◆ YOUR INSTRUCTIONS: List each line below that contains the word "wooden", copying those lines in full. Case counts.

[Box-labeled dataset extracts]
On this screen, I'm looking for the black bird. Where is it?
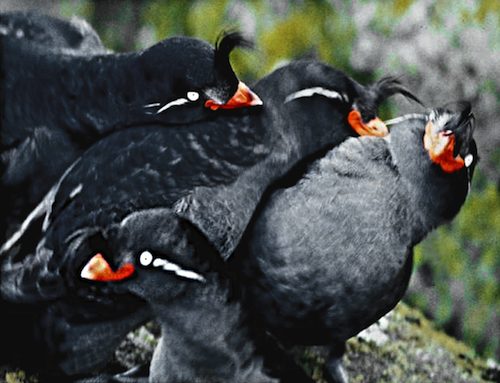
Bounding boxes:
[230,103,478,382]
[0,14,261,240]
[0,61,418,382]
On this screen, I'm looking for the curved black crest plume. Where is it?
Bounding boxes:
[215,31,253,67]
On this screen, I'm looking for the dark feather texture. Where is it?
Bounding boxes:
[370,76,423,106]
[0,13,258,246]
[1,61,382,383]
[231,103,477,382]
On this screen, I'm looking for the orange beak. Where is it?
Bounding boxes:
[80,253,134,282]
[424,122,465,173]
[205,81,262,110]
[347,109,389,137]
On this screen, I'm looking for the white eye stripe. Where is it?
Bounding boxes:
[139,250,205,282]
[284,86,349,104]
[384,113,427,125]
[187,91,200,101]
[464,153,474,168]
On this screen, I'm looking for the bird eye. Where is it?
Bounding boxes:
[139,251,153,266]
[187,91,200,101]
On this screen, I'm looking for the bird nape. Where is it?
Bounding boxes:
[0,57,418,383]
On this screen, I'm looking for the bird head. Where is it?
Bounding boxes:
[348,76,422,137]
[141,32,262,123]
[424,102,477,173]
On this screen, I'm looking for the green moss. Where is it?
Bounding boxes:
[5,370,38,383]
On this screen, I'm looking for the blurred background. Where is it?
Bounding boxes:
[0,0,500,360]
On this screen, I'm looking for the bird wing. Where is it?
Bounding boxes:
[1,118,269,301]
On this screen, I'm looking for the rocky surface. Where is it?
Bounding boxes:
[0,303,500,383]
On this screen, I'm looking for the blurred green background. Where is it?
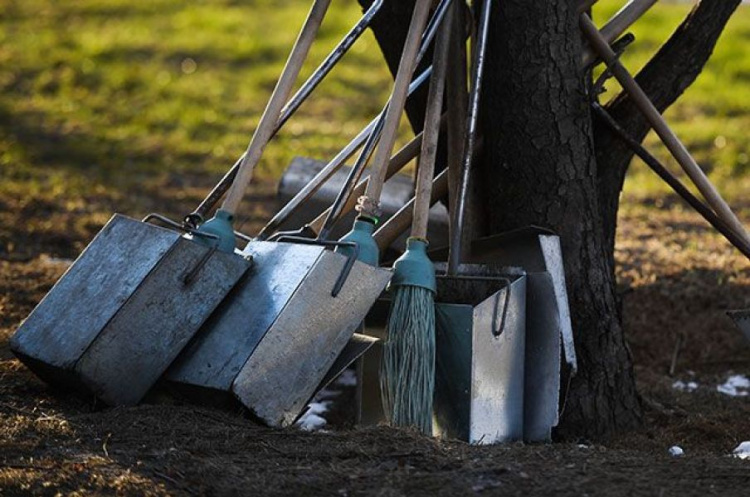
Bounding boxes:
[0,0,750,227]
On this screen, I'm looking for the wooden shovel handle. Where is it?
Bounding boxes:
[373,169,448,251]
[411,1,455,240]
[309,128,422,234]
[580,14,750,243]
[365,0,432,210]
[221,0,331,214]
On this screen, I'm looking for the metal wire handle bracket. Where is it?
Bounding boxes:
[141,212,229,285]
[276,235,359,298]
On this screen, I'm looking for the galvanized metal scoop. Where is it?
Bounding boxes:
[10,214,251,405]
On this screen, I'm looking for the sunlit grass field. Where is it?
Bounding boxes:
[0,0,750,212]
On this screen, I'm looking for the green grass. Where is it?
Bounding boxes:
[594,0,750,199]
[0,0,750,212]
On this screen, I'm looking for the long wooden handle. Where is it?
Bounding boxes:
[580,14,750,242]
[445,2,469,219]
[581,0,657,67]
[221,0,331,214]
[373,169,448,250]
[411,2,455,240]
[308,133,422,234]
[365,0,432,210]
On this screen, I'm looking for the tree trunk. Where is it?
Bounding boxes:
[481,0,641,437]
[594,0,741,272]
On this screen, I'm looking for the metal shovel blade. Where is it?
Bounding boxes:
[11,214,250,405]
[434,265,526,444]
[523,272,561,442]
[727,309,750,341]
[232,251,391,427]
[166,241,391,426]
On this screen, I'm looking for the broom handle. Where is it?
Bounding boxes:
[411,1,456,240]
[580,14,750,243]
[188,0,384,223]
[256,66,432,240]
[359,0,432,218]
[221,0,331,214]
[581,0,657,67]
[592,102,750,259]
[373,169,448,250]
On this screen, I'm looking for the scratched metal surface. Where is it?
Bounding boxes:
[727,309,750,340]
[435,270,526,444]
[232,251,391,427]
[166,242,325,391]
[523,272,561,442]
[10,214,180,372]
[75,238,250,405]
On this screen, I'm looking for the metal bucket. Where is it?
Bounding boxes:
[434,264,526,444]
[466,226,578,373]
[727,309,750,341]
[167,240,391,426]
[10,214,251,405]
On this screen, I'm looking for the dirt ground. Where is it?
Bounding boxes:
[0,182,750,496]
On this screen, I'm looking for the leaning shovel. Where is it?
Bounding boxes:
[11,0,330,404]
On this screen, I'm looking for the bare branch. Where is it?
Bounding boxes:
[594,0,741,260]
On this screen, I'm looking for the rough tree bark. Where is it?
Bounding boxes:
[359,0,740,438]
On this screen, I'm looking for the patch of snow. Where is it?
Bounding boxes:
[297,412,328,431]
[295,400,331,431]
[732,441,750,459]
[672,380,698,392]
[716,374,750,397]
[42,254,73,267]
[336,369,357,387]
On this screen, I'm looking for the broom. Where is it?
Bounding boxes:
[380,5,453,434]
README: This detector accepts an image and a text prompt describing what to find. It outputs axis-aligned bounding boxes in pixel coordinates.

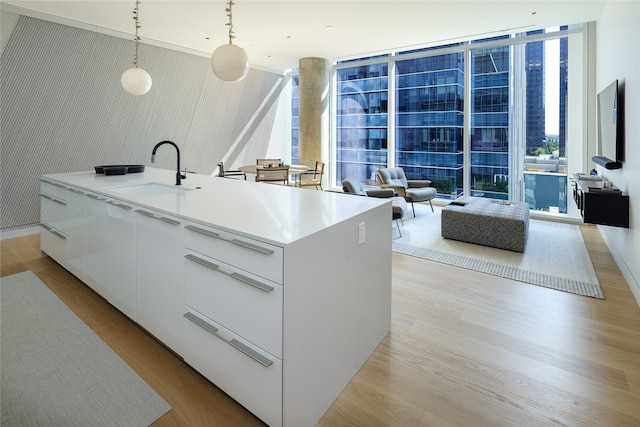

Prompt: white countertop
[43,167,391,246]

◆ EXPECTED ANSWER:
On this screen, I'm looking for the wooden shovel handle. Where is it?
On this screen, I'm looking for the long wooden handle. Where is it?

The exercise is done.